Adidas and Puma bury the hatchet after 60 years of brothers' feud. The two firms played a friendly football game to symbolise the end of six decades of rivalry sparked by a family row that not even death reconciled.
It started when shoe-firm owners Adolf and Rudolf Dassler – both Nazi party members – began their feud in the war.
“We will probably never know the real reason why Adi and Rudi fell out,” said Ernst Dittrich, the head of Herzogenaurach’s town archive. “It was like a marriage that goes terribly, terribly sour.”
Elderly residents in this 13th century town have their own opinions – they say the brothers split because Adolf slept with Rudi’s wife, that their wives loathed each other, that Rudi fathered Adolf’s son and that Rudi had his hands in the till.
Then there was the comment Adolf made, apparently directed at the Allied bombers flying overhead in 1943 on a nightly mission to bomb Germany.
“There come those pig dogs again!” he raved as his brother clambered down the steps of the air raid shelter to join him. From that moment, Rudi was certain Adolf had been talking about him, not the RAF. It didn’t help things that the following year Rudi was shipped off to a POW camp, not returning until 1948, his bitterness now fuelled by his harsh treatment and lousy food.

### Provided information
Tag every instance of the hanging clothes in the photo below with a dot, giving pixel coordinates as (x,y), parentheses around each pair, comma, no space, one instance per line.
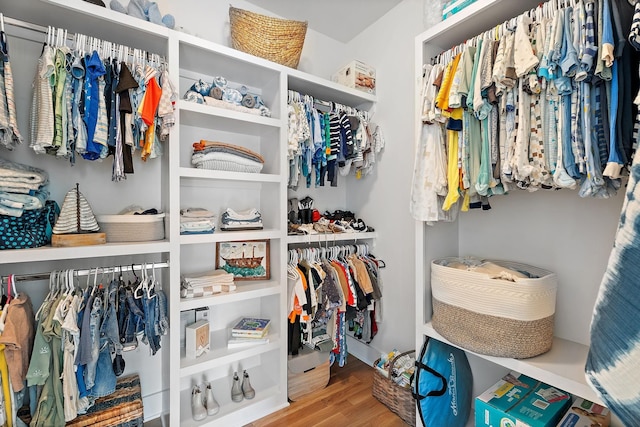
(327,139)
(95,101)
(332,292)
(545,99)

==

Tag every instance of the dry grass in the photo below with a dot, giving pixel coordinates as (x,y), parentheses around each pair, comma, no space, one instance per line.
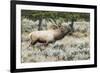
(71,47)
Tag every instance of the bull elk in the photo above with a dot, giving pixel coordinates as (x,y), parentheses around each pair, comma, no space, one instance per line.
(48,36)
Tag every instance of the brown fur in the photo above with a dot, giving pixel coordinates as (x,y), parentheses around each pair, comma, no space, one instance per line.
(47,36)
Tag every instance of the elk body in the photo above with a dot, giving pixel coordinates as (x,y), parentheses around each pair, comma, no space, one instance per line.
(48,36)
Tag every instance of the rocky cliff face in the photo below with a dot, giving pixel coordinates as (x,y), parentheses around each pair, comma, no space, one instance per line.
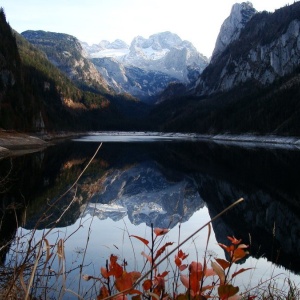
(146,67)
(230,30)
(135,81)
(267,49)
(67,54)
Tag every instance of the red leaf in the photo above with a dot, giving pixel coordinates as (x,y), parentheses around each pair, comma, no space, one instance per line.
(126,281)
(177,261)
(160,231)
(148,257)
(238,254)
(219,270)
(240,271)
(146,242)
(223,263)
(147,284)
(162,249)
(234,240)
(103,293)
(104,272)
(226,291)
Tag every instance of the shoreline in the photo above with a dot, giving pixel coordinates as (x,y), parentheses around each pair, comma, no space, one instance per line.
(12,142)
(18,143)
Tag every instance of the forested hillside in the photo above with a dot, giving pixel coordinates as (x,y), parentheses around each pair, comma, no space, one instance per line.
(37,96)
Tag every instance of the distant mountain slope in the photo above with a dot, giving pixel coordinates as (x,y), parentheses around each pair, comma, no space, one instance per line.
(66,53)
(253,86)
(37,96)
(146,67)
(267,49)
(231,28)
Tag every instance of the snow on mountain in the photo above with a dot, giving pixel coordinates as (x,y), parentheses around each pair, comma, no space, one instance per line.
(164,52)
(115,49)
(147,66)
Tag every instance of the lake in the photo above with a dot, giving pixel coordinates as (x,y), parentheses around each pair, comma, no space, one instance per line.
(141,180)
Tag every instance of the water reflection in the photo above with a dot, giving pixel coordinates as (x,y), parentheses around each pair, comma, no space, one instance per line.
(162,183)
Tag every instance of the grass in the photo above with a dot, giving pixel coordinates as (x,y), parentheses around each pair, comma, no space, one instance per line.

==

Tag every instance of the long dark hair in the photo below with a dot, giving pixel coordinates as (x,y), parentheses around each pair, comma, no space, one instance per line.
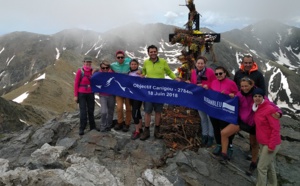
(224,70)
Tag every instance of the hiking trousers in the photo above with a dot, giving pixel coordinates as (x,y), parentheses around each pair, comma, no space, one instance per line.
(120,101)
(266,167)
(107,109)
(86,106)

### Tasks
**a)** In the text about the Adidas and Puma feud, rewrite the paragraph starting "Elderly residents in this 13th century town" as a short list, keeping its main points.
**b)** Carry on the text about the Adidas and Puma feud from its final sentence.

### Exercise answers
**a)**
Elderly residents of the 13th-century town say the brothers split because:
- Adolf slept with Rudi's wife
- their wives loathed each other
- Rudi fathered Adolf's son
- Rudi had his hands in the till

**b)**
He decided to break with Adolf and set up a rival sporting shoe business he called Puma. Adolf settled for Adidas – Adi being short for Adolf, and das for Dassler. Since then, rivalry has been too small a word to describe the animosity between the two firms as they squandered huge amounts of money in lunatic court fights.
Over the years if one firm hired a celebrity to promote its products the other tried to go one better. When Adolf turned down sponsoring an aspiring tennis player called Boris Becker, Rudi signed him up – not because he thought he would amount to anything, but to spite his brother.
Rudi Dassler died on October 27, 1974 of lung cancer at the age of 76, Adolf four years later aged 78. Their respective graves in the town churchyard symbolise their unending hatred and they could not be further away from each other.
The bad blood between them translated into what was one company town splitting down the middle. Puma people did not date Adidas people, let alone marry them. Residents became known as ‘Bent Necks’- you always looked down at someone’s feet to see which trainers they wore before deciding whether to speak to them.
Yesterday employees of both companies shook hands and stepped out to play a football game in support of the Peace One Day organisation which has chosen September 21 as an annual non-violence day.